__The exercise__
Repeat, line for line, the entries printed below.
════════════════
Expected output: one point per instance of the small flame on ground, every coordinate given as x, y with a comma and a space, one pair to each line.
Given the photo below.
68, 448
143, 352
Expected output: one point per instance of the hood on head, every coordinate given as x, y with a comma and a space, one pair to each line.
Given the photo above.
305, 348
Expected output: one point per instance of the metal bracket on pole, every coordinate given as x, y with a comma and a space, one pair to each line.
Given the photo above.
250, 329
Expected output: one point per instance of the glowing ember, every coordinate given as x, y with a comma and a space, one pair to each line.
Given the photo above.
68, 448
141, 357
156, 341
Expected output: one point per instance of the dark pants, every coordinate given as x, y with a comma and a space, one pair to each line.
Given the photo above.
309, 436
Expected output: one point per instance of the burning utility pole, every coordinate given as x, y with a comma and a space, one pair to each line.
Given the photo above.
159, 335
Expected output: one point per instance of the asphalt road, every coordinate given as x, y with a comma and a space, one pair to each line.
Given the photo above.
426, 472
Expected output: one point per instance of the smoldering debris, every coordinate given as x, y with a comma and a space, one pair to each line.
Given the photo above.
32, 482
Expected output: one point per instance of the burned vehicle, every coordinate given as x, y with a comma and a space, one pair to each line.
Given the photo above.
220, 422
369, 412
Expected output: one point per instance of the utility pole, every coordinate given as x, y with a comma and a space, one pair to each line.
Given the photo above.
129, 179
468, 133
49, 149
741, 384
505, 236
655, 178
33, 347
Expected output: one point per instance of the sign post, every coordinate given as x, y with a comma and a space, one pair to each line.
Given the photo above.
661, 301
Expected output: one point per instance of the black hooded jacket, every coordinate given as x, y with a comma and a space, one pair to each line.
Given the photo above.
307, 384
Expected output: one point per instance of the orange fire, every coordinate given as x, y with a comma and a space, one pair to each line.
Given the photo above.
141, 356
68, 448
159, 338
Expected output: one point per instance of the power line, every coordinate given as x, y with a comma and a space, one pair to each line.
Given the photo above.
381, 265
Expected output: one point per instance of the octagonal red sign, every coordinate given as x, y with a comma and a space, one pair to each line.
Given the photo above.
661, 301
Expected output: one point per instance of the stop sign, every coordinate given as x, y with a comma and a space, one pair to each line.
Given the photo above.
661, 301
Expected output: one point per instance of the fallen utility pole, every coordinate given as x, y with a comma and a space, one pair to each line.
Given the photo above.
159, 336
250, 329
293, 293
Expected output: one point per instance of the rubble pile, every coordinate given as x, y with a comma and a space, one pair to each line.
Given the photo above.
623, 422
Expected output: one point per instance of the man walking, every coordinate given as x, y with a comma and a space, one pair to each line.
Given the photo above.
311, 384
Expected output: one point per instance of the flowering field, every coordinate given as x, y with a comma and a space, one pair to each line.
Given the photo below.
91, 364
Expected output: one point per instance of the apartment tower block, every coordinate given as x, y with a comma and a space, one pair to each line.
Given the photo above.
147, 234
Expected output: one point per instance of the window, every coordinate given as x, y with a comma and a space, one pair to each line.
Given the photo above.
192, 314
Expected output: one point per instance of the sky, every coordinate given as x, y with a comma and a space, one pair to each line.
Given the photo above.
════════════════
__Exercise result__
Expected output: one point per instance of the small flame on ground, every coordinate given as x, y with a comma and a space, one pair to each line.
Given the photo below.
68, 448
143, 352
Expected output: one point per instance of the hood on head, every coordinate given as x, y with a comma and a space, one pair to each line.
Given the photo above.
305, 348
Expected output: one point per instance of the metal bracket on pole, every coordinate given as x, y with a comma and a space, one pair to each line.
Given the photo above.
250, 329
Expected output: one point per instance of the glowing ember, every coordinate given as x, y with a comma and a space, one pair to each line.
Given the photo above.
68, 448
141, 357
156, 341
Expected output: one point per instance of the dark pants, every coordinate given as x, y with a comma and a space, one pair to each line.
Given the photo above.
309, 436
Expected output: one point per instance of the burning utility pole, every coordinate given as x, y with a comma and a space, one pair to each line.
Given the photo above.
159, 335
Expected output: one point per instance of the asphalt road, every coordinate given as x, y with a comma and a space, one pair to each line.
Given the photo above.
426, 472
Expected output: one point per instance of the smoldering debris, every coordinate given as x, y with a comma and a space, one pair to each line.
Given the photo above.
32, 482
Expected output: one point per instance of the burned vehicle, every coordinate given as x, y with a comma and a space, one pair to each line.
Given the photo above.
220, 422
369, 412
Expected output: one point per instance of the utility pole, every coordinate given as x, y with a comma and a space, one pair to each line.
Given the photo above.
129, 179
468, 133
49, 149
741, 384
505, 236
655, 178
33, 347
Expected output: one point per instance of the sign post, every coordinate given as x, y with a comma and a space, one pair to each line.
Given the photo above.
661, 301
Expected output: one point per instance of the black hooded jacket, every coordinate given as x, y with a comma and a space, one pair to each line.
Given the photo above.
307, 384
Expected output: one point per instance of the orange fire, every coordinate given as x, y with a comma and a space, one pair to each line.
Given the photo above.
141, 356
68, 448
159, 338
Expected output: one point per instance of the power line, every coordinate given as x, y with a comma and a space, one pair to each line.
Given the photo above.
381, 265
Expected output: one point per instance of the octagonal red sign, every coordinate given as x, y with a comma and a space, one pair to each line.
Given the photo above.
661, 301
Expected output: one point per instance of the stop sign, every coordinate given as x, y with a comma and a space, one pair to each line.
Given the photo above.
661, 301
Expected output: one point per instance of the fallen utility pole, every coordinate given as x, y with a comma and a space, one pair to each line.
Given the photo above.
159, 336
250, 329
293, 293
Expected output: one point per instance of the rubble pile, every coordinate given as x, y with a comma and a space, one pair to each line.
Given the photo above.
623, 422
Expected output: one point per instance of the man walking, every coordinate given as x, y with a comma and a space, one pair to each line.
Given the photo above.
311, 384
Expected output: one point per instance of the flowering field, every coordinate given as x, y with a comma and a space, one pair to each line.
Given the photo below.
91, 364
Expected output: one point per instance of the apartment tower block, every coordinate given as x, y with a comma and a space, one pair to each line.
Given the photo above.
147, 234
Expected output: one point per instance of the window, every coordinate given as x, y with a comma and a space, one pair to each line.
Given the photo above.
192, 314
Expected output: one point per instance of the sky, every coordinate given as x, y with a comma and a space, one pair to each line.
Given the photo above.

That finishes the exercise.